TO BE DONE
a – In the aquarium forum thread, what heater was bought for the tank, and from which store?
b – Copy everything in the aquarium forum thread from the words "Some pics of" down to the words "Crystals or Cherries?", keeping every word unchanged.

TEXT SHOWN

※ ※ ※

I'll be using excel exclusively as a co2 replacement for this tank. Hopefully that will do the job. 

Had to buy a heater for the tank since it doesn't include one. Bought a hydor mini heater from JL Aquatics. Super thin, and easy to hide! 

Some pics of the hardscape and the stuff that comes with the box. Will update some more once I pick up my plants.


----------



## jiang604 (Apr 21, 2010)

Saw this at king ed and fell in love as well, its a bit pricey but super nice. Can't wait to see how you set this up! Going to populate it with Crystals or Cherries?


----------



## _TiDy_ (Apr 29, 2010)

I bought this tank from King Eds, I believe it was 129.99. I saw it at Pet Boutique in North Van afterwards for 109.99 (damn it!!). I plan to start with some cherries then maybe some crystals afterwards. Gonna take it slow to make sure all the conditions are right for the shrimps. Might add like 6 merrah (chili) rasboras as well for some movement up top. The fish should help cycle the tank as well.


----------



## effox (Apr 21, 2010)

Get it stocked and get some more pics up when you can! Looks nice so far though.


----------



## Maxxxboost (Jun 29, 2010)

good stuff dude!

Like the wood. hahahah


----------



## _TiDy_ (Apr 29, 2010)

update on setup. 

Picked up some plants today and set it up in the tank. 

Includes: 
Anubus Nana
I think Anubus Barteri?
A Madagascar Lace? 
and some water lettuce? 

Please excuse the question marks because i'm only like 60% sure of the names. 

Tied some of the Anubus to the wood and laid some out on the substrate. Hopefully they will be alright. 

Filled up the tank super slowly with a 5 gallon bucket and some air tubing so as to not kick up any debris from the substrate since I didn't rinse it out before placing in the tank. 

Threw the water lettuce in after filling and put in a few caps of seachem stability and some fish food to start cycling. 

The filter is surprisingly strong and seems to do a good job creating circulation in the tank. 

A few pics:


----------



## Tarobot (Jun 27, 2010)

i think 3D backgrounds are just awesome all around, but especially for shrimps.


----------



## Morainy (Apr 21, 2010)

Oh, your tank is gorgeous!

I have one of these, too, and it's looking quite nice as well. I've got baby endlers in it at the moment. 

I really like the Fluval filter. It's silent. It works well with a tank this size. I used to have a submersible Fluval in my 30 gallon that was very difficult to maintain -- the whole, dripping thing would have to be hauled out of the tank, and the pad sleeve was always stuck. But this filter sits just below the surface and is easy to reach. Great spraybar, too.

※ ※ ※

LISTED ENTRIES
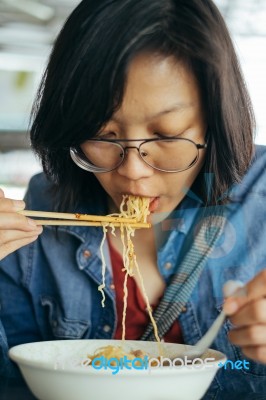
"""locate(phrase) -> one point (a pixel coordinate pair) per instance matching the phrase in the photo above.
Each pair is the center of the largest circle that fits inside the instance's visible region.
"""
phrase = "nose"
(133, 167)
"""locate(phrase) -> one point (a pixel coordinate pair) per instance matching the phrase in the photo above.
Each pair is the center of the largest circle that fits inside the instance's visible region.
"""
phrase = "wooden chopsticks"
(81, 219)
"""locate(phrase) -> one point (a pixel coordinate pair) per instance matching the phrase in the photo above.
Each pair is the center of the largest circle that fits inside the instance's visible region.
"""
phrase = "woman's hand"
(15, 230)
(248, 313)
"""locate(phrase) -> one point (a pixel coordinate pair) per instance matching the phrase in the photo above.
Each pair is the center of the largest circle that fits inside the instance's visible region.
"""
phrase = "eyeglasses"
(166, 155)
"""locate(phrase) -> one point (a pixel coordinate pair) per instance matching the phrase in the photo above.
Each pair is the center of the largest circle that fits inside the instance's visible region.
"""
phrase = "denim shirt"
(49, 289)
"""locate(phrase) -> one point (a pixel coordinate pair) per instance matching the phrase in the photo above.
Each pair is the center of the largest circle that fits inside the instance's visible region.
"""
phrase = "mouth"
(153, 201)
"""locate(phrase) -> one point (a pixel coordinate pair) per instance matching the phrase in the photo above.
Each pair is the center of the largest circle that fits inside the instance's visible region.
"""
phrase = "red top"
(137, 318)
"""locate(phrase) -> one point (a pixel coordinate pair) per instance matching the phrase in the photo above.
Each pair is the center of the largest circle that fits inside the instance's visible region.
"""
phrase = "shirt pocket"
(249, 367)
(63, 327)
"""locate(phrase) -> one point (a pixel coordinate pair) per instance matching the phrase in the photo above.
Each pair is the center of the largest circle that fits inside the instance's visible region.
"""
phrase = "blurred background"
(27, 31)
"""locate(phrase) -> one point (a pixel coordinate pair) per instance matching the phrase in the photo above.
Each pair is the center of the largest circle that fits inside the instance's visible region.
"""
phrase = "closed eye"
(166, 136)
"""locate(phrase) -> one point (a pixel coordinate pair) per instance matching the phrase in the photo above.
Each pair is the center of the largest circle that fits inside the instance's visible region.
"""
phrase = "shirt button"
(106, 328)
(167, 266)
(86, 253)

※ ※ ※

ANSWERS TO THE TASKS
a – A Hydor mini heater from JL Aquatics.

b –
Some pics of the hardscape and the stuff that comes with the box. Will update some more once I pick up my plants.


----------



## jiang604 (Apr 21, 2010)

Saw this at king ed and fell in love as well, its a bit pricey but super nice. Can't wait to see how you set this up! Going to populate it with Crystals or Cherries?